Friday, September 4, 2009

DX, relocation, and antenna plans

I am moving locations! The new QTH as of the end of October (just in time for CQ WW SSB!) will be about 70 km West of my current location. We are moving due to wife's job, so that her commute is reduced from an hour to just 15 minutes (the GOLDEN RULE of marriage: if Momma is happy, everybody is happy!)

Looks like more land to play with for antennas, a LOT more trees, and nobody behind me at the back end of the property.

I still have some CC&R to deal with, but stealth antennas have always been my standard.

So what to do in terms of antenna design? As the sunspots continue to disappoint, my primary bands are 20 and 40 meters (I do get on 30 occasionally, but just to work a new DXCC entity).

In my antenna portfolio, I have the following:

1. Zero-Five 43 foot vertical with remote tuner
2. Buckmaster 135 foot off-center-fed dipole (Not the BuxComm antenna)
3. Hex-beam 2 element yagi for 20 meters
4. Center-fed half-wave dipoles for 20 and 40 meters

So, when analyzing the problem as an engineer the first question I ask is "What is it that I am trying to achieve?" If you look at my home page, you can see that I have just over 250 DXCC worked and just under that number confirmed. Not bad, but not honor-roll worthy. Since I only have 100 watts to play with (for now), I need the best radiators that I can get.

What determines best? Looking at my DXCC tally, I see a lack of long-distance DX into Southeast Asia. This is confirmed by looking at my log books. For whatever reason, my current QTH does not measure up on the SE Asia path. What to do?

Well, I should be able to work them, but I suspect a hill to the North is reflecting much of my signal. The new QTH won't have that problem. But what about the right antennas for the job?
· · ·
WHAT IS ASKED.
a. In the post about relocating and planning antennas, how far from the current location will the new QTH be?
b. Pick up the post about relocating and planning antennas after its last sentence and keep writing it.

GIVEN RECORDS.
· · ·
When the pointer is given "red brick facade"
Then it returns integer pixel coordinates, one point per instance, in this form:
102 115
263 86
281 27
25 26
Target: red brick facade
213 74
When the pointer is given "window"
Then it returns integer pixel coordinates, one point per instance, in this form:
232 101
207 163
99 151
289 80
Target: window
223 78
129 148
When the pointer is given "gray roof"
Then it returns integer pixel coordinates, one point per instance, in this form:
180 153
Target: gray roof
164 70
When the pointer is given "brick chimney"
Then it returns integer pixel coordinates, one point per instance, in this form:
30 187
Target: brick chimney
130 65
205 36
· · ·
SET OF ANSWERS.
a. About 70 km west of the current location.

b.
With the mix I have listed above, I can add another twist. If I drop to vertical position the last 32 feet of each end on the off-center-fed dipole, I will add an equivalent of two quarter-wave active elements on 40 meters that are spaced a half-wavelength apart. BINGO! That will give me some gain broadside on 40, if the antenna is at 32 feet. A nice and simple mod, especially considering that the flat version of the antenna at 32 feet is basically NVIS/radiating at high angles.

Back to the task at hand. What do I need to reach SE Asia? Let's look at some ARRL data for angle-of-arrival statistics. The graphs below show the percentage of time that the RF signal arrives at a particular angle, for all hours and days over the entire 11 year sunspot cycle. The graphs show for both 20 and 40 meters:





What can we conclude from these graphs? How low can we go, is the real question. The angles of arrival are VERY low. The radiation pattern needs to be below 30 degrees to work DX, as a general rule of thumb. These graphs show that the angle of radiation needs to be below 10 degrees to realistically get into SE Asia. That's a real challenge. I cannot put a yagi at 100 feet, so I will need to get creative. And I don't want to lose my 30 degree radiation arrival angles for EU (not shown here).


I did some calcs with EZNEC, used real ground reflection coefficients, and came up with the following table. The values to beat as the standard are shown in gree, the baseline half wave dipole at a half wavelength in height. The values in the table are in dBi.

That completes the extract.